LLMs as Tools for Software Engineers
TODO: Write section intro
Studying LLM Usage in Software Engineering
Description: Empirical studies can also focus on understanding how software engineers use LLMs in their workflows.
Examples: This involves investigating the adoption, usage patterns, and perceived benefits and challenges of LLM-based tools. Surveys, interviews, and observational studies can provide insights into how LLMs are integrated into development processes, how they influence decision-making, and what factors affect their acceptance and effectiveness. Such studies can inform the design of more user-friendly and effective LLM-based tools.
Promises: TODO
Perils: TODO
Previous Work in SE: Khojah et al. investigated the use of ChatGPT by professional software engineers in a week-long observational study [1].
LLMs for new Software Engineering Tools
Description: LLMs are being integrated into new tools designed to support software engineers in their daily tasks.
Examples: These tools can include intelligent code editors that provide real-time code suggestions, automated documentation generators, and advanced debugging assistants. Empirical studies can evaluate the effectiveness of these tools in improving productivity, code quality, and developer satisfaction.

PROBLEM TO SOLVE
Echo the passage on LLMs as tools for software engineers between "Examples: This involves" and "their daily tasks.", inclusive. The items after this text aren't needed for anything here.

Saved items:
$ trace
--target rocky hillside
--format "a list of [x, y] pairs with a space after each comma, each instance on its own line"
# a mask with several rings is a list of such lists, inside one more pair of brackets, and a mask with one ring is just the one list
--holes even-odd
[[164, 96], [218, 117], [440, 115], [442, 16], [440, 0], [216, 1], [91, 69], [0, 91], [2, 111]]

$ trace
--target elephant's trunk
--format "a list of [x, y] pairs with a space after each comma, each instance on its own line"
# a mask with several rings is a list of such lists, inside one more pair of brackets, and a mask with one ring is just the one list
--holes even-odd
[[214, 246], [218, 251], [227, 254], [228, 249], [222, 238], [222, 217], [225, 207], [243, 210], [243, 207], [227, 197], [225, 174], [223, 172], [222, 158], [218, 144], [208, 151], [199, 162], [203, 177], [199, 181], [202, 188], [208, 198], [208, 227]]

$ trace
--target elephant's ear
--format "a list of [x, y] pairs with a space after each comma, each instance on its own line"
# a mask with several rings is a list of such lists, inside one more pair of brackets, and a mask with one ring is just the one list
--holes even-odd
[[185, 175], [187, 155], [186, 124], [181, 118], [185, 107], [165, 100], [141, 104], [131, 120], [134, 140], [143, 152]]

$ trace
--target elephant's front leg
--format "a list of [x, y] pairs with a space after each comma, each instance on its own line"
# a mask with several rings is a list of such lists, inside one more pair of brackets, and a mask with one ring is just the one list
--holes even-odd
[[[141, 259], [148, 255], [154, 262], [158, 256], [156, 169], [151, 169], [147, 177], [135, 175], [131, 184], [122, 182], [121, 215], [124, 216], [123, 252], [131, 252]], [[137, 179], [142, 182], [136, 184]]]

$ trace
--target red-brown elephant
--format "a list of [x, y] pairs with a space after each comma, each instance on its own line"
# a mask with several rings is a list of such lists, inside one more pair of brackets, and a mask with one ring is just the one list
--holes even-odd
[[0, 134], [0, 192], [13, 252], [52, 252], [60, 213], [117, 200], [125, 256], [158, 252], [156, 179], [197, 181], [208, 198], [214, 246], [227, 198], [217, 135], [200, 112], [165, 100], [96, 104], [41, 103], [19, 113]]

EXERCISE RESULT
Examples: This involves investigating the adoption, usage patterns, and perceived benefits and challenges of LLM-based tools. Surveys, interviews, and observational studies can provide insights into how LLMs are integrated into development processes, how they influence decision-making, and what factors affect their acceptance and effectiveness. Such studies can inform the design of more user-friendly and effective LLM-based tools.
Promises: TODO
Perils: TODO
Previous Work in SE: Khojah et al. investigated the use of ChatGPT by professional software engineers in a week-long observational study [1].
LLMs for new Software Engineering Tools
Description: LLMs are being integrated into new tools designed to support software engineers in their daily tasks.